::: Document extract
As mentioned in previous blog posts, the ten main swing states in 2020 are Arizona, Florida, Georgia, Iowa, Michigan, North Carolina, Ohio, Pennsylvania, Texas, and Wisconsin. In the very first blog post, we saw that the south has been getting more blue over time while the midwest has been becoming more red. Here, we examine demographically why that might be happening and what it means for 2020. Rather than focus on all ten swing states, we focus our attention towards Arizona, Georgia, North Carolina, and Pennsylvania, since these are the states that have the highest correlations between the actual two party vote and certain demographics.
::::::
::: Record extracts
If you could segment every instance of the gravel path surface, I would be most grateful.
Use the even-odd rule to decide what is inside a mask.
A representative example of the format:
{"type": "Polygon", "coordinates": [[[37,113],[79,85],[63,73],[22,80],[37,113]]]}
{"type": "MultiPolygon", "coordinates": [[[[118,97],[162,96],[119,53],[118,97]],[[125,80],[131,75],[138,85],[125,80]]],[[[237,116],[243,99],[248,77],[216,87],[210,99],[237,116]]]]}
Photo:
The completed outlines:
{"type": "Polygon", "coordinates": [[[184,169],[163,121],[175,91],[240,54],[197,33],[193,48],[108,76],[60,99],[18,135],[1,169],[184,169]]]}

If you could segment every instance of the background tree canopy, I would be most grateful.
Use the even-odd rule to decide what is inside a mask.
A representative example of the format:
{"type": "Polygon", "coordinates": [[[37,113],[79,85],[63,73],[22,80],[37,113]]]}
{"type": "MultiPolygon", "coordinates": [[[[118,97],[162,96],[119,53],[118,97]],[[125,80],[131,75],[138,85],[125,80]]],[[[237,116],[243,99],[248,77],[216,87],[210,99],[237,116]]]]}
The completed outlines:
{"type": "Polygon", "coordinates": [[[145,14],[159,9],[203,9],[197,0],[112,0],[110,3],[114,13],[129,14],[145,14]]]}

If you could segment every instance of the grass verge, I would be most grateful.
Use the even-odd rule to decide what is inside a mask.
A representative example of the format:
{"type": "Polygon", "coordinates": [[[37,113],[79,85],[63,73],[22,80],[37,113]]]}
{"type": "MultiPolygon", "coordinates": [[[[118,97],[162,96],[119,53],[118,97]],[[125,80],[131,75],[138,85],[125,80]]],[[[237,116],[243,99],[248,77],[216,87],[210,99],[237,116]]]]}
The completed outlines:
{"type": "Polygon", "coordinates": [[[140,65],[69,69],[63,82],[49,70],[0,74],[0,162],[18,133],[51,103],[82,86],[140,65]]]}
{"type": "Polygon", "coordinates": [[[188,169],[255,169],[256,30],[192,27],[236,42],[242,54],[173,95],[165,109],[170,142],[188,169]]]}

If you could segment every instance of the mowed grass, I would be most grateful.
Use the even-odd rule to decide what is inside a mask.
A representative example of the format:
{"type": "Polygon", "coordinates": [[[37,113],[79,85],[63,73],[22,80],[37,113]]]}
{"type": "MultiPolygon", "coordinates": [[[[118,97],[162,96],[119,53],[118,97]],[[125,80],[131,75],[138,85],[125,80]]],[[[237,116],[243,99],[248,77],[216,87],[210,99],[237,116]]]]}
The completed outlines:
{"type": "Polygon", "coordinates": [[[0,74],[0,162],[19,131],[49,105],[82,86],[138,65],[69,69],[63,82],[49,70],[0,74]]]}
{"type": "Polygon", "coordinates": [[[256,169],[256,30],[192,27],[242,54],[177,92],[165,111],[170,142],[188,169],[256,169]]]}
::::::
Exercises to complete.
1. In the passage on the 2020 swing states, substitute "battleground states" for "swing states" and give the part starting at "As mentioned in" and ending at "and certain demographics.".
2. Continue the passage on the 2020 swing states from the point where it stops.

Written responses.
1.
As mentioned in previous blog posts, the ten main battleground states in 2020 are Arizona, Florida, Georgia, Iowa, Michigan, North Carolina, Ohio, Pennsylvania, Texas, and Wisconsin. In the very first blog post, we saw that the south has been getting more blue over time while the midwest has been becoming more red. Here, we examine demographically why that might be happening and what it means for 2020. Rather than focus on all ten battleground states, we focus our attention towards Arizona, Georgia, North Carolina, and Pennsylvania, since these are the states that have the highest correlations between the actual two party vote and certain demographics.

2.
We only have access to demographic data through 2018 for each state, which is two years before this year’s election. To be consistent with this to best predict 2020, we create linear regressions between the popular vote in each state and shifting demographics two years earlier. We see the following for Arizona and Georgia:

Arizona vs Male Georgia vs Male

To assess the accuracy of this model, we can use out of sample testing to try to predict 2016. In Georgia, if we omit the 2014 demographic data and the 2016 election results, we get the equation y = -10.26x + 541.42. Then, using the fact that in 2014 the population of Georgia was 48.17% male, we predict a Democratic two party vote of -10.26(48.17) + 541.42 = 47.20%, while the actual two party vote was 47.34%. This gives us confidence that even though our model is univariate, it still is accurate and we can use it to predict 2020.

Plugging in the 2018 male populations in Arizona and Georgia gives a predicted outcome that Joe Biden will receive -7.393(49.406) + 411.753 = 46.494% of the two party vote in Arizona and -10.28(48.06) + 542.42 = 48.3632% of the two party vote in Georgia.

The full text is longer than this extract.